> [Dataset records]:
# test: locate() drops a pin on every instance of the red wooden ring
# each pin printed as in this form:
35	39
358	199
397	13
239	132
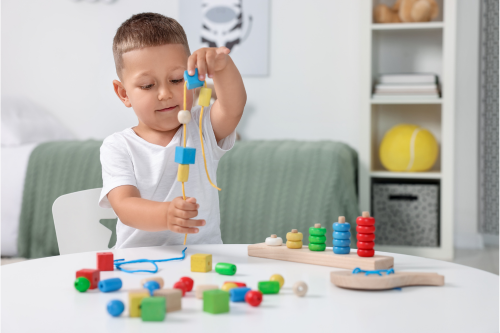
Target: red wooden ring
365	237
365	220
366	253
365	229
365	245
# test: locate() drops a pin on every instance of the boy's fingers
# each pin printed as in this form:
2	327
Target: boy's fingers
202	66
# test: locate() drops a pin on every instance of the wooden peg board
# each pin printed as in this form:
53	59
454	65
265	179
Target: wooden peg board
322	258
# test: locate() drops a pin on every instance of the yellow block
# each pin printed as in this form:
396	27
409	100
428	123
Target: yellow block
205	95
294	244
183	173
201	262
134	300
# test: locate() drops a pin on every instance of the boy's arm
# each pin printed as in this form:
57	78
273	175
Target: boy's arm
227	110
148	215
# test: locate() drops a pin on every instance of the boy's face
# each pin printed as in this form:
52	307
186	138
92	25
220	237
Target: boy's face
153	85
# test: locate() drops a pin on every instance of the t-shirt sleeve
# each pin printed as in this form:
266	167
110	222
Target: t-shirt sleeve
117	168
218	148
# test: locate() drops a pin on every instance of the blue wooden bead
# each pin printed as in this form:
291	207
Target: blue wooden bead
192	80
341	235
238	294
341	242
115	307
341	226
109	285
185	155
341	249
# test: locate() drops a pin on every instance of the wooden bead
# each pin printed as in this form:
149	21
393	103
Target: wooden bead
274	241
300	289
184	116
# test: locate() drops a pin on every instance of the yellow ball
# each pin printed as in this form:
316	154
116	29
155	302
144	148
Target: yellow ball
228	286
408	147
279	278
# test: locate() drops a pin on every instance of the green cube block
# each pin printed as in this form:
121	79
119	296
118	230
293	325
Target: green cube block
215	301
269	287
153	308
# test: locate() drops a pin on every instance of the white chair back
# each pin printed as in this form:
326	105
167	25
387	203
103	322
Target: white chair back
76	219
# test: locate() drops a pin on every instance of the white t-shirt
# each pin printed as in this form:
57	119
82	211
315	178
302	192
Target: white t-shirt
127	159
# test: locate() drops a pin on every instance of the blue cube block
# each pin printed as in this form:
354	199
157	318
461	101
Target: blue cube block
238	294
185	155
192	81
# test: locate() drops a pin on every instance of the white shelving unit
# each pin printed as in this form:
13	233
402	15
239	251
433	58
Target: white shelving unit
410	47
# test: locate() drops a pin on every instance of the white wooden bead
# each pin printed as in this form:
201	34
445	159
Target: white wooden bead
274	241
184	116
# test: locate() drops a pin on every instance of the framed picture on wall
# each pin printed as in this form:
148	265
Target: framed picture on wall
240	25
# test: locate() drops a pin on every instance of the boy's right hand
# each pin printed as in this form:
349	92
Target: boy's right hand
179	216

> [Requirement]:
What you give back must be the data above, reproduced exactly and free of pictures.

> [Written answer]:
# test: locate() drops a pin on every instance of the red wooden ring
# each pin printed as in this form:
35	39
358	199
397	13
239	132
Target: red wooden ring
365	237
365	220
366	253
365	229
365	245
# test: locate() drops a pin on every instance of the boy's fingers
# each pin printed as in this form:
2	327
Target: boy's fingers
202	66
# test: locate() drops a pin on every instance of the wooden peg board
# each pin printed as in this form:
53	59
454	65
265	179
Target: wooden peg board
322	258
# test: locate() drops a pin on every instance of the yellow block
# each pin printed as in this form:
396	27
409	100
428	123
Target: yellow block
205	95
294	244
183	173
201	262
134	300
# test: locate() drops a pin on every instance of the boy's arm
# each pin printed as in this form:
57	78
273	175
Target: boy's arm
227	110
148	215
# test: locate() drops a pin on every instance of the boy's face
# each pin printed as in this form:
52	307
186	138
92	25
220	237
Target: boy's face
153	85
# test: locate() drops a pin on every instance of the t-shirt sleeve
# each pin printed as in this form:
266	167
110	222
Target: t-shirt sleeve
117	168
218	148
# test: locate() drops a pin on every instance of the blue wooden bead
# each pin printed as in this form:
291	207
Target: blue wooden bead
192	80
341	235
238	294
341	242
115	307
341	226
109	285
185	155
341	249
# test: locate() drops a pin on every instance of the wooden bead
# each pin printed as in this form:
149	21
393	103
Target: wooden bead
274	241
300	289
184	116
# test: locate() drops a pin on every instance of the yellow ball
# each pin printed as in this form:
316	154
116	29
155	302
144	148
Target: yellow ball
228	286
408	147
279	278
# test: locate() drops a pin on every instance of the green cube block
# each pin printed as in this form:
121	79
119	296
118	230
293	325
Target: green cube block
215	301
269	287
153	308
# test: locate() drops a pin on every instance of the white chair back
# each pin printed as in this form:
326	105
167	25
387	203
103	322
Target: white chair back
76	219
# test: locate() drops a pin on every instance of the white t-shirt
# each pin printed as in this form:
57	119
82	211
315	178
302	192
Target: white t-shirt
127	159
# test: locate() drops a pin on every instance of the blue cube block
# each pin printed as in this form:
354	199
157	318
461	101
Target: blue cube block
238	294
185	155
192	81
# test: locate() drops a pin on every instance of the white shelving unit
# each pin printed as in this form:
13	233
402	15
239	251
433	58
Target: white shelving unit
410	47
# test: locate() drops a pin on every instance of the white wooden bead
# each pin printed as in this form:
201	34
445	159
Target: white wooden bead
274	241
184	116
# test: locate() drops a pin on every instance of the framed picture on wall
# each pin printed as in this form:
148	265
Target: framed picture on wall
240	25
# test: locate() drops a pin on every instance of the boy's right hand
# each pin printed as in this form:
349	92
Target: boy's right hand
179	216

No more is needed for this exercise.